Set task: Your task is to write out exactly the lines from the line containing "sole, one per instance" through the end of the records, inclusive at both ends.

Dataset extract:
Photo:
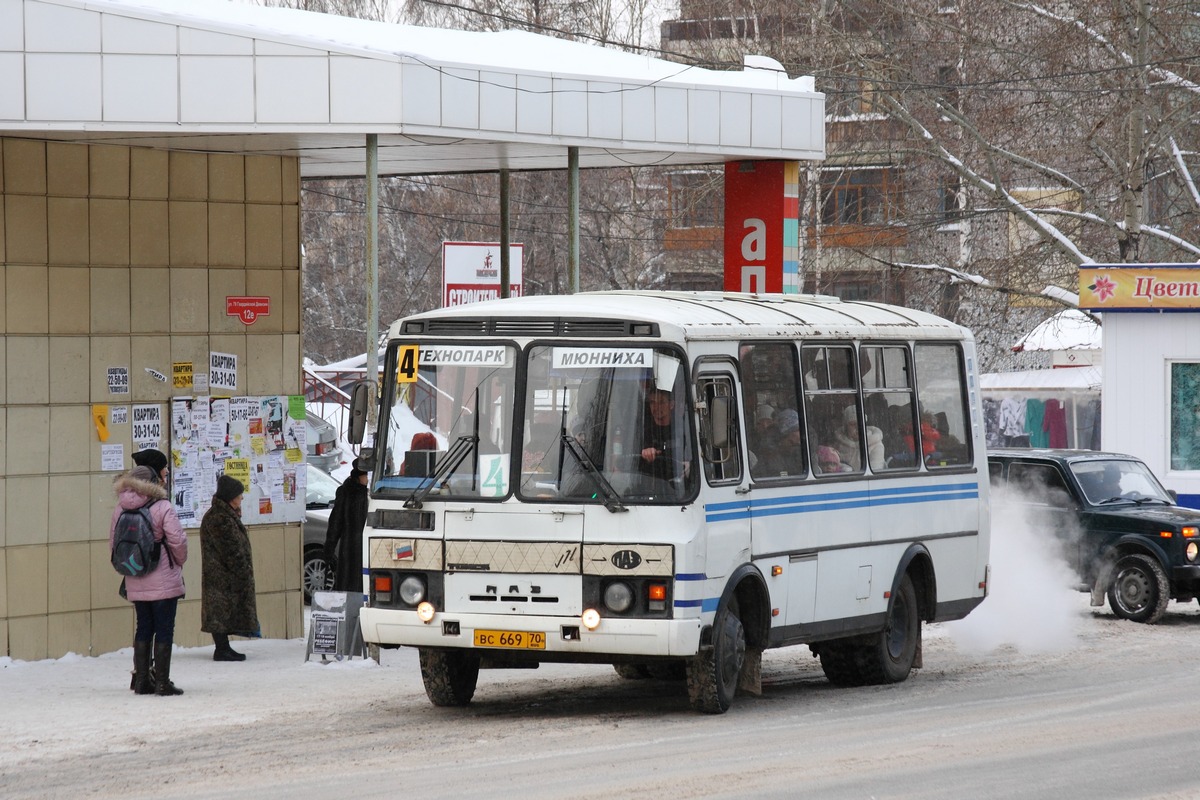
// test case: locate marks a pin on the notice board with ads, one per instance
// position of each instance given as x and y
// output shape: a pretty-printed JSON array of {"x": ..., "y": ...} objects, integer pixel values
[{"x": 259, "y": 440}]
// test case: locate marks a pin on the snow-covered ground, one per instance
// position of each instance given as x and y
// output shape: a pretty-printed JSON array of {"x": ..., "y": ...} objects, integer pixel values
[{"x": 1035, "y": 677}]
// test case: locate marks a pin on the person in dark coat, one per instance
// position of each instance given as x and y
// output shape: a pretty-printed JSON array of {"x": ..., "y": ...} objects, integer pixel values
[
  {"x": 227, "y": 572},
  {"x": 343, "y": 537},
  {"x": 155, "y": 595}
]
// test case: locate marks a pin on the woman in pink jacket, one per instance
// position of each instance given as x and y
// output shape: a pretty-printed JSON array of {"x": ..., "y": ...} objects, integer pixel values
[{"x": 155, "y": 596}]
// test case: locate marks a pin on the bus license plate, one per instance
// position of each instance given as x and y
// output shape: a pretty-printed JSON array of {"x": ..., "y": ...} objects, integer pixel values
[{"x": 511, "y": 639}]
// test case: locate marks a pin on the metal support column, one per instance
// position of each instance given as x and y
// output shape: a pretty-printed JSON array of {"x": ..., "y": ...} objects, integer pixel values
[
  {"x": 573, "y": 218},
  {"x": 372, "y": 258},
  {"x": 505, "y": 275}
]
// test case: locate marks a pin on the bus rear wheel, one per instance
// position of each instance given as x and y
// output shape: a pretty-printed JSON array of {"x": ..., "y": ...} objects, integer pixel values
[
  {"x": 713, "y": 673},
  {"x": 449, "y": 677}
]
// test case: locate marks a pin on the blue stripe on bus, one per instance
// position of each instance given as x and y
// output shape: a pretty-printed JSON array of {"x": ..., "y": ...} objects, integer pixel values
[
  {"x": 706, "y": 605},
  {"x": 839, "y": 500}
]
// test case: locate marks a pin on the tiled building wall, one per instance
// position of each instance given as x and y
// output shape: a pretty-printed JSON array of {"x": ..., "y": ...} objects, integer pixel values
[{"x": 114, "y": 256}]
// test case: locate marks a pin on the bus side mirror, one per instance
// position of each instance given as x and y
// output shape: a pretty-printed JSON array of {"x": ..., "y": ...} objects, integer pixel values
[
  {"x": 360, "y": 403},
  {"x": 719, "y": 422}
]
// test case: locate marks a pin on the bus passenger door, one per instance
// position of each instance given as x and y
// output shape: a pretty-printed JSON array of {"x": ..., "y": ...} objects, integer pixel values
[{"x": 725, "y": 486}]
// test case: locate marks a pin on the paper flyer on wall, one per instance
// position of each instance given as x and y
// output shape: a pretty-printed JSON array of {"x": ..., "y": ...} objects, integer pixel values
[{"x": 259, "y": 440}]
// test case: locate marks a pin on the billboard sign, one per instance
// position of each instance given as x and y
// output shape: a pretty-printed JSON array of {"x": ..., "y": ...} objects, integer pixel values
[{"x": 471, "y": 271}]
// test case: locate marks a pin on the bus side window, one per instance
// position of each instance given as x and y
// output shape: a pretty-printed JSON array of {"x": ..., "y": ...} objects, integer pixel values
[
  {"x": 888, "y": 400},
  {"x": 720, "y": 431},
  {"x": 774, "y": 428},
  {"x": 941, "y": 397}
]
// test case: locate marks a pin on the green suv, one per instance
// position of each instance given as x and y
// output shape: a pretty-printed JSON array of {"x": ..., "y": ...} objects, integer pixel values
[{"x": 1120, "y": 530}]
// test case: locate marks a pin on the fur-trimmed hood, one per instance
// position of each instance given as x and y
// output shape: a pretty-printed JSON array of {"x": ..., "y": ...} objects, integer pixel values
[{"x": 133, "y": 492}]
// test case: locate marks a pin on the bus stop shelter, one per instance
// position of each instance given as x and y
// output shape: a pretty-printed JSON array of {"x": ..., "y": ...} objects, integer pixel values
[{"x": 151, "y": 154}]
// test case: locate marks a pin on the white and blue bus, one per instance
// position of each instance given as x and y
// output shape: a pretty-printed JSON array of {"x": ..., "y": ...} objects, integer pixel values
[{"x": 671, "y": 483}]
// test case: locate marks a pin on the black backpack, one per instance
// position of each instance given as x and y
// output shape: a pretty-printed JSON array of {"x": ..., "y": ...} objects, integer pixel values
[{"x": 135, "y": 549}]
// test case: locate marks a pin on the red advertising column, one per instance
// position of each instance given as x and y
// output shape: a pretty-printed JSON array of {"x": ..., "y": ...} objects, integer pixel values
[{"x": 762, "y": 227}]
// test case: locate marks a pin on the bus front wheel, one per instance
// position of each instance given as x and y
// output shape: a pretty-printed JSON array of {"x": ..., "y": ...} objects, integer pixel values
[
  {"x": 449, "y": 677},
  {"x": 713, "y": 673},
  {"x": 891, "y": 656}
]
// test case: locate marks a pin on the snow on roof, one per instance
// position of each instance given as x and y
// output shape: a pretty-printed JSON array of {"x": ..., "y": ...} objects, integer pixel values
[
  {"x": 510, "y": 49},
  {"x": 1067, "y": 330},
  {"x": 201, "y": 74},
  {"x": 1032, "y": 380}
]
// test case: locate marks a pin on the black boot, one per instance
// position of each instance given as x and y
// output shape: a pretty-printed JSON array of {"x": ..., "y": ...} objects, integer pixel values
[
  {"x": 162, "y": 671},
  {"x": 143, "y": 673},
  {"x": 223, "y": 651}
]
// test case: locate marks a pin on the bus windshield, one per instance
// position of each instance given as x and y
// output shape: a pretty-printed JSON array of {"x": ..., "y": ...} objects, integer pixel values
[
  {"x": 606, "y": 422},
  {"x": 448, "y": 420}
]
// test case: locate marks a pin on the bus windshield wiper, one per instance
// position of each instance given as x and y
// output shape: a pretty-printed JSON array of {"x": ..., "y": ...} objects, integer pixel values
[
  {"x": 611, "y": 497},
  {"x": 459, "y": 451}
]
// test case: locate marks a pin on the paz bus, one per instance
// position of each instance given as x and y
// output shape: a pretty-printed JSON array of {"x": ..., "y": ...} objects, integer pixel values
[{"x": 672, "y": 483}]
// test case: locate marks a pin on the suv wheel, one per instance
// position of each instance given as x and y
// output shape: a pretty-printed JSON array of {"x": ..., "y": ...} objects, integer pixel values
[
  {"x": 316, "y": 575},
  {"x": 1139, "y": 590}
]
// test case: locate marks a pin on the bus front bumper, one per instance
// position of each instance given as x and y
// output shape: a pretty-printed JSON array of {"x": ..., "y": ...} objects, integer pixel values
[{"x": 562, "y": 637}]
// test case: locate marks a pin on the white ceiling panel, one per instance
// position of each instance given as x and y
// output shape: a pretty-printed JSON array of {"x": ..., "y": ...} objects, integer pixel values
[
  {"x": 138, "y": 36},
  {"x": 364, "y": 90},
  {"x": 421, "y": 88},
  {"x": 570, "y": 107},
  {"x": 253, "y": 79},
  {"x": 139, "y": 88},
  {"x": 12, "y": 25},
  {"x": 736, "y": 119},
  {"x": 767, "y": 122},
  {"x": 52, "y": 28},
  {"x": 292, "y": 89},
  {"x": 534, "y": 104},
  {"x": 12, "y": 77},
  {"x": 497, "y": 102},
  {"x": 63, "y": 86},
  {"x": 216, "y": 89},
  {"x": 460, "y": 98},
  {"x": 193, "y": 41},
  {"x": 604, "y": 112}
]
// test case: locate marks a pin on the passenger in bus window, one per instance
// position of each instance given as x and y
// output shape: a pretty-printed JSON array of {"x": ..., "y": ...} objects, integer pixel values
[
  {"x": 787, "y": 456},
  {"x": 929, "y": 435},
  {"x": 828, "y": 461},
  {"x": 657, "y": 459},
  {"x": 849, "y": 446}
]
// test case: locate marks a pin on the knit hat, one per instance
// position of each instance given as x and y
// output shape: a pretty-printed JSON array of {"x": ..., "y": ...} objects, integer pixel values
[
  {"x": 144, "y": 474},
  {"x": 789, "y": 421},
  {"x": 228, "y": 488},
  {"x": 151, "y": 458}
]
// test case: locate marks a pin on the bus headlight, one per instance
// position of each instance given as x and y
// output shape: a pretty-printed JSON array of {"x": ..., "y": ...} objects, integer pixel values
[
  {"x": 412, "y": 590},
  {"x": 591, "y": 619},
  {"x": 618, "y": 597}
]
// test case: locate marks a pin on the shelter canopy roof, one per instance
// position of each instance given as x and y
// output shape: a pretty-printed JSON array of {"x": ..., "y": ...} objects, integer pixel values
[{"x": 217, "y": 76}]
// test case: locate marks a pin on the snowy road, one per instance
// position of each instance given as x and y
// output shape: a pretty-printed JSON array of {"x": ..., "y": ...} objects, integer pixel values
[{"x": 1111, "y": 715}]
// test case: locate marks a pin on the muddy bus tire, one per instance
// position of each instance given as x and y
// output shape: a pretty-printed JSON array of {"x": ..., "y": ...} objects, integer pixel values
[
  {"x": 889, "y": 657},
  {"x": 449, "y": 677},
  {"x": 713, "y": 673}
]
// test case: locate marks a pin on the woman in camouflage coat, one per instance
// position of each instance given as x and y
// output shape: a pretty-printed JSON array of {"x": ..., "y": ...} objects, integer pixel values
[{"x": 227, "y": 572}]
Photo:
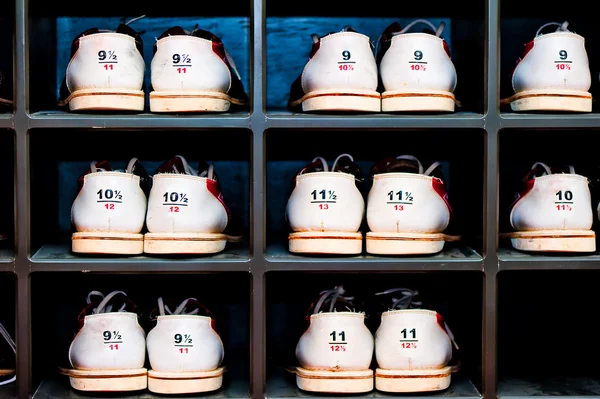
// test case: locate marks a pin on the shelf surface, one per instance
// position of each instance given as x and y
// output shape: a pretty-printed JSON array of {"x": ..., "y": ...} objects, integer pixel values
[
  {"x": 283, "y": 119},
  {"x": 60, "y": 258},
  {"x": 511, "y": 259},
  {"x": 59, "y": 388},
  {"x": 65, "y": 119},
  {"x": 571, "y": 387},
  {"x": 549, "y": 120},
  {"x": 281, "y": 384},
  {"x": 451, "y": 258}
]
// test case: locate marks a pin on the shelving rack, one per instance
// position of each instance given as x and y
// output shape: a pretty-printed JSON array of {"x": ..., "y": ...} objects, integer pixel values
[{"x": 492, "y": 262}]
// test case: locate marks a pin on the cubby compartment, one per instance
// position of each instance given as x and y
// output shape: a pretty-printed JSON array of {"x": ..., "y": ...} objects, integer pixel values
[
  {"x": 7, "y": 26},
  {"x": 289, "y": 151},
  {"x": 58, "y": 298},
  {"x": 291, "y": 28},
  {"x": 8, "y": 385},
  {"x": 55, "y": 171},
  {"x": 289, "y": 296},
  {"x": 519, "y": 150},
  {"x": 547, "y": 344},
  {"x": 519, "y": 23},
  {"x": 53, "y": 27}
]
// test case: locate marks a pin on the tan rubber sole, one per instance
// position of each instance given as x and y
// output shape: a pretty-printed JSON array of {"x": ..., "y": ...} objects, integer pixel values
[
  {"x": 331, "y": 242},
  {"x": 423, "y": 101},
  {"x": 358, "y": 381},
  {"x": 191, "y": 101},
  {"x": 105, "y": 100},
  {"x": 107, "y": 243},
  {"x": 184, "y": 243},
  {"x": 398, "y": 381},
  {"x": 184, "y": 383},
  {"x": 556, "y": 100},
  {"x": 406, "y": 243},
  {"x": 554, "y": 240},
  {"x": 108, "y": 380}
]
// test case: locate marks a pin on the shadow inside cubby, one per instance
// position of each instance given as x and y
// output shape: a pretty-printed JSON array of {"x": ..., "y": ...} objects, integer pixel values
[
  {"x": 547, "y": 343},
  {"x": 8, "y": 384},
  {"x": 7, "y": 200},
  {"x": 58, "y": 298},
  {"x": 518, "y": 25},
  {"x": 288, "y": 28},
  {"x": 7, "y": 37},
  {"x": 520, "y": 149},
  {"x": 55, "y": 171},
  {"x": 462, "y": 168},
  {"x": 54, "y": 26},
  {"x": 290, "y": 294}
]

Complete answer:
// test case: locate marks a pin on the tan rubber sole, one per instance
// position of each instance given as x and y
// output shape: a pretty-printed JSON array of {"x": ..., "y": ...} objects, integer pixel values
[
  {"x": 331, "y": 242},
  {"x": 423, "y": 101},
  {"x": 358, "y": 381},
  {"x": 191, "y": 101},
  {"x": 105, "y": 100},
  {"x": 107, "y": 243},
  {"x": 184, "y": 243},
  {"x": 398, "y": 381},
  {"x": 184, "y": 383},
  {"x": 556, "y": 100},
  {"x": 406, "y": 243},
  {"x": 554, "y": 240},
  {"x": 108, "y": 380}
]
// test case: locate marks a pin on the shadow inside cubby, one per instance
// position of each instance given as x and y
// output shape: a pretty-printed JSON array of {"x": ..., "y": ...} objects, integer pixel values
[
  {"x": 547, "y": 343},
  {"x": 8, "y": 384},
  {"x": 7, "y": 200},
  {"x": 58, "y": 298},
  {"x": 518, "y": 25},
  {"x": 288, "y": 28},
  {"x": 7, "y": 37},
  {"x": 520, "y": 149},
  {"x": 55, "y": 171},
  {"x": 462, "y": 168},
  {"x": 54, "y": 26},
  {"x": 290, "y": 294}
]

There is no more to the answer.